Stored entries:
┌──

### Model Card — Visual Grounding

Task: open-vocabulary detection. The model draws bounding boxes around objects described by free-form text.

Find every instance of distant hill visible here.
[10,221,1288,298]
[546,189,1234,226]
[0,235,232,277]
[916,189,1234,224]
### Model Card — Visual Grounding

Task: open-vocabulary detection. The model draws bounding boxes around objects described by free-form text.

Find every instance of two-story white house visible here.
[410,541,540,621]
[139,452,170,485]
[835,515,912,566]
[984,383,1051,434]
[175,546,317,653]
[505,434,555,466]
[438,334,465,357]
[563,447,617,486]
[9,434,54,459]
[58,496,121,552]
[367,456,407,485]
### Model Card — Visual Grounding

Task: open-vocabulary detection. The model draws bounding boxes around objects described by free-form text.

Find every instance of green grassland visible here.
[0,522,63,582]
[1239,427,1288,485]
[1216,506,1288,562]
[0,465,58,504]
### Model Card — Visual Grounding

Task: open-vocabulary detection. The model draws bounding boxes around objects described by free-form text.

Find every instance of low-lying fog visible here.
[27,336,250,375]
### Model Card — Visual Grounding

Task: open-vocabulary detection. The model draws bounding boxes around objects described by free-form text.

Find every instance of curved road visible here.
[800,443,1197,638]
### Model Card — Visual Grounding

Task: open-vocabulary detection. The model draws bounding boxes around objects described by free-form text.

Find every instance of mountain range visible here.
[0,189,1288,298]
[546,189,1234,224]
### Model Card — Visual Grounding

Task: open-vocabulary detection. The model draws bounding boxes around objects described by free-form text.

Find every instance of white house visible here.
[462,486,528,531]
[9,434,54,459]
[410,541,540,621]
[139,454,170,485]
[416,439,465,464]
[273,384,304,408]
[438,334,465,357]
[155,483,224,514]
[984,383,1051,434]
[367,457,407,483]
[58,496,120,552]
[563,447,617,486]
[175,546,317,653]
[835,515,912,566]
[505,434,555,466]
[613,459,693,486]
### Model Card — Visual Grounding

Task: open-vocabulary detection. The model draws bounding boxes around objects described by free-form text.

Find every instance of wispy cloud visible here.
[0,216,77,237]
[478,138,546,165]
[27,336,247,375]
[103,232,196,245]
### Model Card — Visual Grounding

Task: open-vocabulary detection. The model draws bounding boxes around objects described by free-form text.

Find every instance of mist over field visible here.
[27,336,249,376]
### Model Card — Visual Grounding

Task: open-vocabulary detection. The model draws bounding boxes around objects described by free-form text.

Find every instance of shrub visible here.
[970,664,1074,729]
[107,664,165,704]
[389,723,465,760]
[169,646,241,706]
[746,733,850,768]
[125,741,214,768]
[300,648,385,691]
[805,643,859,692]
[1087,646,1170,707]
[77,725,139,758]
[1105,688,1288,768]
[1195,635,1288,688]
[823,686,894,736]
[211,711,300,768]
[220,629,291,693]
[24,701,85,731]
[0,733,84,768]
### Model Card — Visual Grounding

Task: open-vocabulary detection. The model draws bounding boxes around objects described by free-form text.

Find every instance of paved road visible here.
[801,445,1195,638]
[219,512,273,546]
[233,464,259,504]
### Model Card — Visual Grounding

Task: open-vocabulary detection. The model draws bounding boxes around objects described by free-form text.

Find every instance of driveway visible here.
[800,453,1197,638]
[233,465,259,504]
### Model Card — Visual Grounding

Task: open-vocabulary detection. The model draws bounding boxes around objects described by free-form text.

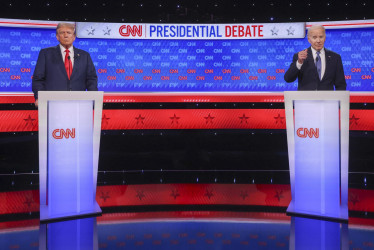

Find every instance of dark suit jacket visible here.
[284,47,347,90]
[32,45,97,99]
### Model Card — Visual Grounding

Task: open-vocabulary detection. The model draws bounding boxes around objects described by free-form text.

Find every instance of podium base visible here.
[40,201,102,224]
[286,200,348,223]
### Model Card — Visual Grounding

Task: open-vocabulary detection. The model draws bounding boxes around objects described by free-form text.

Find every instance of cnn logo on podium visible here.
[296,128,319,138]
[52,128,75,139]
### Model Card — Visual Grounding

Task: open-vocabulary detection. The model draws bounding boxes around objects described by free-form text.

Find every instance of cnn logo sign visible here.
[52,128,75,139]
[296,128,319,138]
[119,25,143,37]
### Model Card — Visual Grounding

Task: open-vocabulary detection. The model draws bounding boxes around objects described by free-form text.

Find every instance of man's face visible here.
[308,29,326,51]
[56,26,75,48]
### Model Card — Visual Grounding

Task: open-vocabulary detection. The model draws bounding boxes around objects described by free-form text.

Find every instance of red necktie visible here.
[65,49,73,80]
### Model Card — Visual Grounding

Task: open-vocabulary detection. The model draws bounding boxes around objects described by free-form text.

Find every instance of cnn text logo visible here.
[119,25,143,37]
[296,128,319,138]
[52,128,75,139]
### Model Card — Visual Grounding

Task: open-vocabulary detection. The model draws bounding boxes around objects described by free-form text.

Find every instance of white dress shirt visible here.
[60,44,74,68]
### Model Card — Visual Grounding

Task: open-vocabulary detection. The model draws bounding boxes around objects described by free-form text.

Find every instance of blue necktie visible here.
[316,51,322,80]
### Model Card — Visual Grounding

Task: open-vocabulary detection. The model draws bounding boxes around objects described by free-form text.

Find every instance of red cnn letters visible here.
[296,128,319,138]
[52,128,75,139]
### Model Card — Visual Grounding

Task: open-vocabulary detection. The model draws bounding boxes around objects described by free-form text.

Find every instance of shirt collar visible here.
[60,44,74,53]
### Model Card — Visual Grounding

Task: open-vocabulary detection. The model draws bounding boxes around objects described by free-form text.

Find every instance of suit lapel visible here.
[55,45,68,78]
[307,47,319,80]
[70,47,81,79]
[322,49,331,80]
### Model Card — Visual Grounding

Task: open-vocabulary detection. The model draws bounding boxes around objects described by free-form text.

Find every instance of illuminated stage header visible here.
[76,22,305,40]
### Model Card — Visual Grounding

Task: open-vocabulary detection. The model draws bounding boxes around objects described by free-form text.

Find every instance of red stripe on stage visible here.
[104,93,284,103]
[102,109,286,130]
[0,183,374,214]
[0,92,374,104]
[0,109,374,132]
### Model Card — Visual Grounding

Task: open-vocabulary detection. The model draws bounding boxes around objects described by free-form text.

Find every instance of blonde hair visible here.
[56,23,75,35]
[308,25,326,37]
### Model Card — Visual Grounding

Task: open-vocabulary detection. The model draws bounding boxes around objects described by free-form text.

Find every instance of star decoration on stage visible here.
[170,189,181,200]
[240,191,248,201]
[169,114,180,124]
[239,114,249,124]
[103,26,112,36]
[270,26,279,36]
[23,196,34,208]
[274,190,284,201]
[349,114,360,125]
[204,113,215,124]
[23,115,36,127]
[204,189,214,200]
[274,114,284,124]
[136,190,145,200]
[349,194,360,206]
[101,114,110,125]
[86,26,95,36]
[135,114,145,125]
[287,26,295,36]
[100,191,110,202]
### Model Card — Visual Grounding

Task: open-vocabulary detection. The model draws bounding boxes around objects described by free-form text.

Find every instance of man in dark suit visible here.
[284,25,347,90]
[32,23,97,106]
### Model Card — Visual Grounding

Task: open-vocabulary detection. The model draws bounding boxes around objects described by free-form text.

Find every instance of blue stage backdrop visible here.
[0,23,374,92]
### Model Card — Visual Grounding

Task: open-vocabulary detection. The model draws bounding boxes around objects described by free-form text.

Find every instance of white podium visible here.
[284,91,349,222]
[38,91,103,222]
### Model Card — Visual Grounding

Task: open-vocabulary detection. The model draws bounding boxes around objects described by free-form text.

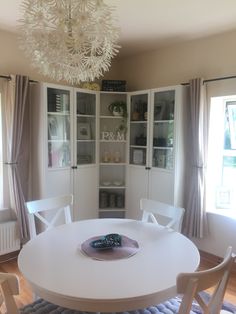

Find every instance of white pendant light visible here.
[20,0,120,84]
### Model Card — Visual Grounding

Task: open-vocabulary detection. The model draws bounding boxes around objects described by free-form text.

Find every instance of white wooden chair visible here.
[140,198,184,232]
[177,247,235,314]
[25,194,73,239]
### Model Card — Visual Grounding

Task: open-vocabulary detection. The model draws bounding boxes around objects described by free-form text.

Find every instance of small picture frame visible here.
[133,149,144,165]
[77,123,91,140]
[48,117,59,140]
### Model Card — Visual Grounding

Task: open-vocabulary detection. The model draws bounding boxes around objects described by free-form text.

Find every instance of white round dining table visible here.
[18,219,200,312]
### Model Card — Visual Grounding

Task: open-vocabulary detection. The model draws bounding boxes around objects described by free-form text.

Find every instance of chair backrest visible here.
[0,273,19,314]
[25,194,73,238]
[140,198,184,232]
[177,247,235,314]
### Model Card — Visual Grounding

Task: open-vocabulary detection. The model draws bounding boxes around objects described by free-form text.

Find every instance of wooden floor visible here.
[0,256,236,313]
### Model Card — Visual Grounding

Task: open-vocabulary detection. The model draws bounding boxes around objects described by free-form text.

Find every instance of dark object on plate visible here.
[90,233,122,249]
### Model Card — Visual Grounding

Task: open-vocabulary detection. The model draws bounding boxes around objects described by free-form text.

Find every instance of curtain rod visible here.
[181,75,236,85]
[0,75,38,83]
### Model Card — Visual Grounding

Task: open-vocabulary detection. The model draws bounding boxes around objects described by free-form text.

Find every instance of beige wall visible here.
[0,31,236,256]
[0,30,121,85]
[107,31,236,90]
[109,31,236,257]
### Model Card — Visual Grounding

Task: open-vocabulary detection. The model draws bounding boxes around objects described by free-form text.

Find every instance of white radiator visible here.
[0,221,20,255]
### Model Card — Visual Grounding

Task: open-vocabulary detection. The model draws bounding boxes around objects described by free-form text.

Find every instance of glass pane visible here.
[152,148,173,169]
[130,94,148,121]
[76,93,96,115]
[77,141,95,165]
[76,92,96,165]
[154,90,175,121]
[48,114,70,141]
[48,141,70,168]
[153,121,174,147]
[47,88,70,113]
[47,88,71,168]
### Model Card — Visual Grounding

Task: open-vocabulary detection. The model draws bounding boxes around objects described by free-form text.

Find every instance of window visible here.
[206,95,236,217]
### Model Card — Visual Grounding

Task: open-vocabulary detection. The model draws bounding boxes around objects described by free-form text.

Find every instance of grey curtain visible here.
[5,75,30,242]
[184,78,209,238]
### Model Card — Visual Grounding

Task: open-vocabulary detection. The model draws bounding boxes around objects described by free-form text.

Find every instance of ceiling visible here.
[0,0,236,57]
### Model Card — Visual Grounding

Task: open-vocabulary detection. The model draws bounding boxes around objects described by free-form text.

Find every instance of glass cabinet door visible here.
[129,93,148,166]
[47,87,71,168]
[76,91,96,165]
[152,90,175,169]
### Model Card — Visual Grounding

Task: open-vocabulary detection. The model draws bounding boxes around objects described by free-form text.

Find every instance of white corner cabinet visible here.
[99,92,127,218]
[127,86,187,219]
[31,83,186,220]
[31,83,98,220]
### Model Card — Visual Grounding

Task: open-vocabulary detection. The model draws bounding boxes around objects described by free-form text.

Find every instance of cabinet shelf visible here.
[99,207,126,212]
[76,114,95,118]
[48,139,70,143]
[99,185,126,190]
[100,140,127,143]
[100,162,126,166]
[154,120,174,123]
[100,115,124,119]
[130,120,147,124]
[153,146,173,150]
[76,140,95,143]
[47,111,70,116]
[130,145,147,149]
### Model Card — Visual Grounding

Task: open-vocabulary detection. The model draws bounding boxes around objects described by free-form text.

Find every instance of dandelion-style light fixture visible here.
[20,0,120,84]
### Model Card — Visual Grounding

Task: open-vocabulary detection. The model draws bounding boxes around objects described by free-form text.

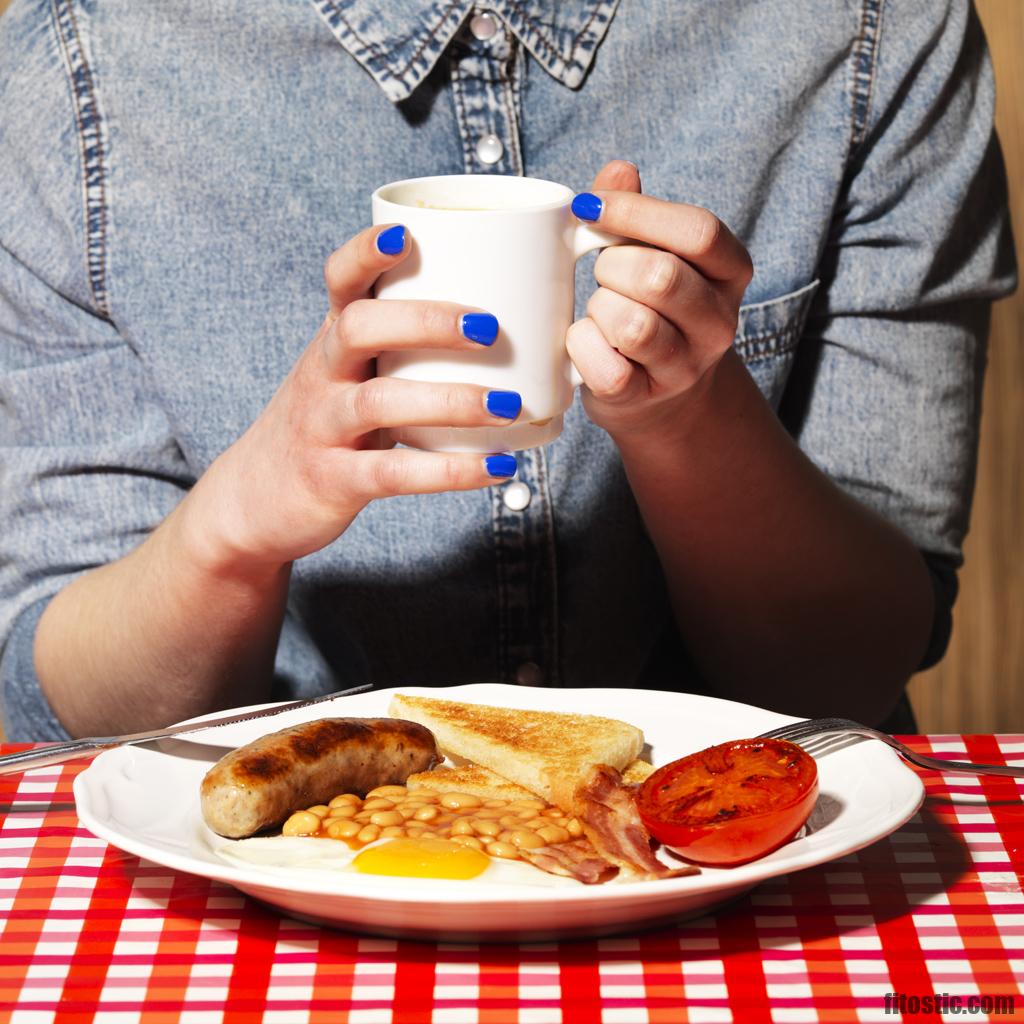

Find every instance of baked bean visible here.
[498,828,544,850]
[534,825,569,846]
[487,840,519,860]
[440,793,483,811]
[281,811,321,836]
[327,818,361,839]
[452,836,483,851]
[355,825,381,843]
[331,793,362,807]
[367,785,409,800]
[328,804,359,818]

└──

DESCRIPTION OF THE TASK
In the listing, from its start up to and including the line with "[916,189,1234,224]", swap "distant hill" for "far-off ridge" and give only those lines again, leaving everything else unchanged.

RESULT OF THE TASK
### Model Card — Visual Grounding

Task: open-vocabulary detection. The model draws bounding boxes around objects described by free-form text.

Find every instance of far-off ridge visible here.
[10,221,1288,298]
[546,189,1234,226]
[0,235,232,277]
[916,189,1234,224]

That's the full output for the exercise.